━━━━━ INFORMATION PROVIDED ━━━━━
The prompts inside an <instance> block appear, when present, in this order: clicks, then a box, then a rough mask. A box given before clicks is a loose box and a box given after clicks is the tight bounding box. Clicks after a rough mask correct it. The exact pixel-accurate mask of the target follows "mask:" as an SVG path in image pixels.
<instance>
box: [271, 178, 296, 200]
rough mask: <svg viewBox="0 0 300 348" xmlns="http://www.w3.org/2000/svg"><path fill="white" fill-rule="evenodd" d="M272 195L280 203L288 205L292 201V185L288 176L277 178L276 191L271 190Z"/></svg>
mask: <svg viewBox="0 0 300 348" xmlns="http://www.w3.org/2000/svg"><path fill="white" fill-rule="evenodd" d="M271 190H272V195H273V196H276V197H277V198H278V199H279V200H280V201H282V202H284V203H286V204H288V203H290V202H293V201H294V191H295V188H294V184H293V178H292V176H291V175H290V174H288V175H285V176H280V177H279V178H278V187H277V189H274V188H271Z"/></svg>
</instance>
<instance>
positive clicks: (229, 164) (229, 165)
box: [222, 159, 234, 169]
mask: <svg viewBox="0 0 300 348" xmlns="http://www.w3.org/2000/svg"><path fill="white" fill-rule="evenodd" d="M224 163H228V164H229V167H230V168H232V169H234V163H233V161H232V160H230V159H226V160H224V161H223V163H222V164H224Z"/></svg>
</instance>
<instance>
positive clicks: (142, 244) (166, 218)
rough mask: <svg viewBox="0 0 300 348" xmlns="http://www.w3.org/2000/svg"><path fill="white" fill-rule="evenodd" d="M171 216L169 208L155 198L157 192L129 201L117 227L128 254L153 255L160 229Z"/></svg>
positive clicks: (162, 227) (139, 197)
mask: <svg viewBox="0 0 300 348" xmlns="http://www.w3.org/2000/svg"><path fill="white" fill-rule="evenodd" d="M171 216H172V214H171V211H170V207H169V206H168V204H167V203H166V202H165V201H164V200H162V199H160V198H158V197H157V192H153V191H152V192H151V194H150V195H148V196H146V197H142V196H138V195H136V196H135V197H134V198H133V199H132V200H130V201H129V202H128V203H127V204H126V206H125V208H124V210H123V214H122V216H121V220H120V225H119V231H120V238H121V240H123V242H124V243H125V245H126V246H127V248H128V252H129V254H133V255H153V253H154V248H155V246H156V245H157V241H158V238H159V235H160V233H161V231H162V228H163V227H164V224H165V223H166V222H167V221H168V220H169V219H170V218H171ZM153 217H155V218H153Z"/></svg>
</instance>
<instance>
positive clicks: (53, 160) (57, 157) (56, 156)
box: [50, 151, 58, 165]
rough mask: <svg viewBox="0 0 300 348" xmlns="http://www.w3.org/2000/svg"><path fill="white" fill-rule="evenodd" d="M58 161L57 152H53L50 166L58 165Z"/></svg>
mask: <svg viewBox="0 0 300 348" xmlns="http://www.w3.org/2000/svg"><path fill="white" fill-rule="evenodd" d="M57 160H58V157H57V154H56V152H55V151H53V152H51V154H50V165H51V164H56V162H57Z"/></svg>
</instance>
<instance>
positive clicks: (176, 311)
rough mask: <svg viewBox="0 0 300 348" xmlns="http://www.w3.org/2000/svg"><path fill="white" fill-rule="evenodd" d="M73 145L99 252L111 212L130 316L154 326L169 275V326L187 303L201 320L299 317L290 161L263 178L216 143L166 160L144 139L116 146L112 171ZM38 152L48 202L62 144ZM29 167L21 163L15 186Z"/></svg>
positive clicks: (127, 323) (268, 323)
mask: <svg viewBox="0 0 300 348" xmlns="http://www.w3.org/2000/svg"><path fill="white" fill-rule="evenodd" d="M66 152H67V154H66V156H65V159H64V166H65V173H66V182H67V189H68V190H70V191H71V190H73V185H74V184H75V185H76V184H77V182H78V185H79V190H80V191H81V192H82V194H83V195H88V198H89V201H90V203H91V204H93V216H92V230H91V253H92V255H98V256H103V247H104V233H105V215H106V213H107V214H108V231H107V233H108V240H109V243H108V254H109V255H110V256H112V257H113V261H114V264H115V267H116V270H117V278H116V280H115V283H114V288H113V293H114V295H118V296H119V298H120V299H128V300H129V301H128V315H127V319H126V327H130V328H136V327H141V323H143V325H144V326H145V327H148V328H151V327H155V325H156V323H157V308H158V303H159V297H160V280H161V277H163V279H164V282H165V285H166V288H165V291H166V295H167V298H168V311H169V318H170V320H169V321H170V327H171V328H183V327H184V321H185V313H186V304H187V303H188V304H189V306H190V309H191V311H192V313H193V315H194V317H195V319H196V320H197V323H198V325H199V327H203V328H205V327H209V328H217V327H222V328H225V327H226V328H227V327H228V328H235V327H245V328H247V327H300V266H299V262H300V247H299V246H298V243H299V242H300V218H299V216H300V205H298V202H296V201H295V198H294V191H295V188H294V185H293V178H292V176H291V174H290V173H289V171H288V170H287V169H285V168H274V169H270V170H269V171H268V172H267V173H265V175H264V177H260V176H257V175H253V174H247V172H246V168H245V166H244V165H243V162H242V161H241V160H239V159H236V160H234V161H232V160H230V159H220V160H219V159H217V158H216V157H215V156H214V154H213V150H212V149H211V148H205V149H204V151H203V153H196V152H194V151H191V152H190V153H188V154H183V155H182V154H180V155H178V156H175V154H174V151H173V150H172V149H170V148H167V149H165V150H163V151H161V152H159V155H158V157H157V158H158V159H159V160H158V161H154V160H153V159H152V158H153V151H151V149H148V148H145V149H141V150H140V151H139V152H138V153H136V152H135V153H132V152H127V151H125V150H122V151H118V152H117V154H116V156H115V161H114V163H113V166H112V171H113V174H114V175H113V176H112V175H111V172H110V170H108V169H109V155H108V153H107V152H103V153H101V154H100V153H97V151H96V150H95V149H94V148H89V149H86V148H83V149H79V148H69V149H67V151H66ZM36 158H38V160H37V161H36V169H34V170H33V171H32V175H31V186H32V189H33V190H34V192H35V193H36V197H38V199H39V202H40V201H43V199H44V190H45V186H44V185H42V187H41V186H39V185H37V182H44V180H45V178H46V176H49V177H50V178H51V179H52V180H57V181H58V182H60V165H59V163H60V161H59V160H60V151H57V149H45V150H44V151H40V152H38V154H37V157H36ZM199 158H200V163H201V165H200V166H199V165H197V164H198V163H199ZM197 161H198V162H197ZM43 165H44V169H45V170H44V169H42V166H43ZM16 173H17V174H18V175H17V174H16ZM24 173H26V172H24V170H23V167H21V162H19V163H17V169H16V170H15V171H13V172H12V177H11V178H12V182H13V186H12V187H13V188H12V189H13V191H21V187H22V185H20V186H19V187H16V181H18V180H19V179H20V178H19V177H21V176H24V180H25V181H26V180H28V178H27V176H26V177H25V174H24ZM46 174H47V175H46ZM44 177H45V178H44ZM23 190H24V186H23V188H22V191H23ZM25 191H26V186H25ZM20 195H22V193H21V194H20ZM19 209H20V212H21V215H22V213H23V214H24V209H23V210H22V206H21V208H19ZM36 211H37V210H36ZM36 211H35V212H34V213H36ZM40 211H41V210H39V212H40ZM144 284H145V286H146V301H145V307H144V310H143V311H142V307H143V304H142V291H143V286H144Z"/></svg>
━━━━━
## [YOUR ASSIGNMENT]
Take the records and restate them word for word.

## [EXPECTED ANSWER]
The prompts inside an <instance> block appear, when present, in this order: clicks, then a box, then a rough mask. A box given before clicks is a loose box and a box given after clicks is the tight bounding box. Clicks after a rough mask correct it. The exact pixel-accurate mask of the target follows "mask:" as an SVG path in image pixels.
<instance>
box: [271, 178, 296, 200]
rough mask: <svg viewBox="0 0 300 348" xmlns="http://www.w3.org/2000/svg"><path fill="white" fill-rule="evenodd" d="M272 195L280 203L288 205L292 201V185L288 176L277 178L276 191L271 190Z"/></svg>
mask: <svg viewBox="0 0 300 348" xmlns="http://www.w3.org/2000/svg"><path fill="white" fill-rule="evenodd" d="M271 190H272V195H273V196H276V197H277V198H278V199H279V200H280V201H282V202H284V203H286V204H288V203H290V202H293V201H294V191H295V188H294V184H293V178H292V176H291V175H290V174H288V175H285V176H280V177H279V178H278V187H277V189H274V188H271Z"/></svg>
</instance>
<instance>
positive clicks: (229, 164) (229, 165)
box: [222, 159, 234, 169]
mask: <svg viewBox="0 0 300 348" xmlns="http://www.w3.org/2000/svg"><path fill="white" fill-rule="evenodd" d="M224 163H228V164H229V167H230V168H232V169H234V163H233V161H232V160H230V159H226V160H224V161H223V163H222V164H224Z"/></svg>
</instance>
<instance>
positive clicks: (142, 244) (166, 218)
rough mask: <svg viewBox="0 0 300 348" xmlns="http://www.w3.org/2000/svg"><path fill="white" fill-rule="evenodd" d="M171 216L169 208L155 198L157 192L129 201L117 227L128 254L153 255L160 229Z"/></svg>
positive clicks: (162, 227) (139, 197)
mask: <svg viewBox="0 0 300 348" xmlns="http://www.w3.org/2000/svg"><path fill="white" fill-rule="evenodd" d="M171 216H172V214H171V211H170V207H169V206H168V204H167V203H166V202H165V201H164V200H162V199H160V198H158V197H157V192H153V191H152V192H151V194H150V195H148V196H146V197H142V196H138V195H136V196H135V197H134V198H133V199H132V200H130V201H129V202H128V203H127V204H126V206H125V208H124V210H123V214H122V216H121V220H120V225H119V231H120V238H121V240H123V242H124V243H125V245H126V246H127V248H128V252H129V254H133V255H153V253H154V248H155V246H156V245H157V241H158V238H159V235H160V233H161V231H162V228H163V227H164V224H165V223H166V222H167V221H168V220H169V219H170V218H171ZM153 217H155V218H153Z"/></svg>
</instance>
<instance>
positive clicks: (53, 160) (57, 157) (56, 156)
box: [50, 151, 58, 165]
rough mask: <svg viewBox="0 0 300 348" xmlns="http://www.w3.org/2000/svg"><path fill="white" fill-rule="evenodd" d="M58 161L57 152H53L50 166L58 165Z"/></svg>
mask: <svg viewBox="0 0 300 348" xmlns="http://www.w3.org/2000/svg"><path fill="white" fill-rule="evenodd" d="M57 160H58V157H57V154H56V152H55V151H53V152H51V154H50V165H51V164H56V162H57Z"/></svg>
</instance>
<instance>
positive clicks: (176, 311)
rough mask: <svg viewBox="0 0 300 348" xmlns="http://www.w3.org/2000/svg"><path fill="white" fill-rule="evenodd" d="M73 145L99 252L111 212L130 316L154 326L169 275V326L187 303L201 320L299 317L290 161L263 178L216 143L166 160L144 139L116 146L112 171ZM38 152L48 202L62 144ZM29 167L21 163L15 186Z"/></svg>
positive clicks: (127, 323) (268, 323)
mask: <svg viewBox="0 0 300 348" xmlns="http://www.w3.org/2000/svg"><path fill="white" fill-rule="evenodd" d="M66 152H67V154H66V156H65V159H64V166H65V173H66V182H67V189H68V190H70V191H71V190H73V185H74V184H75V185H76V184H77V182H78V185H79V190H80V191H81V192H82V194H83V195H88V198H89V201H90V203H91V204H93V216H92V230H91V253H92V255H98V256H103V247H104V233H105V215H106V213H107V214H108V231H107V233H108V240H109V243H108V254H109V255H110V256H112V257H113V261H114V264H115V267H116V270H117V278H116V280H115V283H114V288H113V293H114V295H118V296H119V298H120V299H128V300H129V301H128V315H127V319H126V327H130V328H136V327H141V323H143V325H144V326H145V327H148V328H151V327H155V325H156V323H157V308H158V303H159V297H160V280H161V277H163V279H164V282H165V285H166V288H165V291H166V295H167V298H168V311H169V318H170V320H169V321H170V327H171V328H183V327H184V321H185V313H186V304H187V303H188V304H189V306H190V309H191V311H192V313H193V315H194V317H195V319H196V320H197V323H198V325H199V327H203V328H205V327H209V328H217V327H222V328H225V327H226V328H227V327H228V328H235V327H245V328H247V327H300V266H299V262H300V247H299V246H298V243H299V242H300V218H299V216H300V205H298V202H296V201H295V198H294V191H295V188H294V185H293V178H292V176H291V174H290V173H289V171H288V170H287V169H285V168H274V169H270V170H269V171H268V172H267V173H265V175H264V177H260V176H257V175H253V174H247V172H246V168H245V166H244V165H243V162H242V161H241V160H239V159H236V160H234V161H232V160H230V159H220V160H219V159H217V158H216V157H215V156H214V154H213V150H212V149H211V148H205V149H204V151H203V153H196V152H194V151H191V152H190V153H188V154H183V155H182V154H180V155H178V156H175V154H174V151H173V150H172V149H170V148H167V149H165V150H163V151H161V152H159V155H158V157H157V158H158V159H159V160H158V161H154V160H153V159H152V158H153V151H151V149H148V148H145V149H141V150H140V151H139V152H138V153H136V152H135V153H132V152H127V151H125V150H122V151H118V152H117V154H116V156H115V161H114V163H113V166H112V171H113V174H114V175H113V176H112V175H111V172H110V170H108V169H109V155H108V153H107V152H103V153H101V154H100V153H97V151H96V150H95V149H94V148H89V149H86V148H83V149H79V148H69V149H67V151H66ZM36 158H38V160H37V161H36V169H34V170H33V171H32V175H31V186H32V189H33V190H34V192H35V193H36V197H38V199H39V202H40V201H43V199H44V190H45V186H44V185H42V187H41V186H39V185H37V182H44V180H45V178H46V176H49V177H50V178H51V179H52V180H57V181H58V182H60V165H59V163H60V161H59V160H60V151H57V149H45V150H44V151H40V152H38V154H37V157H36ZM199 158H200V163H201V165H200V166H199V165H197V164H198V163H199ZM197 161H198V162H197ZM43 165H44V169H45V170H44V169H42V166H43ZM16 173H17V174H18V175H17V174H16ZM24 173H26V172H24V170H23V167H21V162H19V163H17V169H16V170H15V171H13V172H12V177H11V178H12V182H13V186H12V187H13V188H12V189H13V191H21V187H22V185H20V186H19V187H16V181H18V180H19V179H20V178H19V177H21V176H24V180H25V181H26V180H28V178H27V176H26V177H25V174H24ZM46 174H47V175H46ZM44 177H45V178H44ZM23 190H24V186H23V188H22V191H23ZM25 191H26V186H25ZM20 195H22V193H21V194H20ZM19 209H20V212H21V215H22V213H23V214H24V209H23V210H22V206H21V208H19ZM36 211H37V210H36ZM36 211H35V212H34V213H36ZM40 211H41V210H39V212H40ZM144 284H145V286H146V301H145V307H144V310H143V311H142V307H143V304H142V291H143V286H144Z"/></svg>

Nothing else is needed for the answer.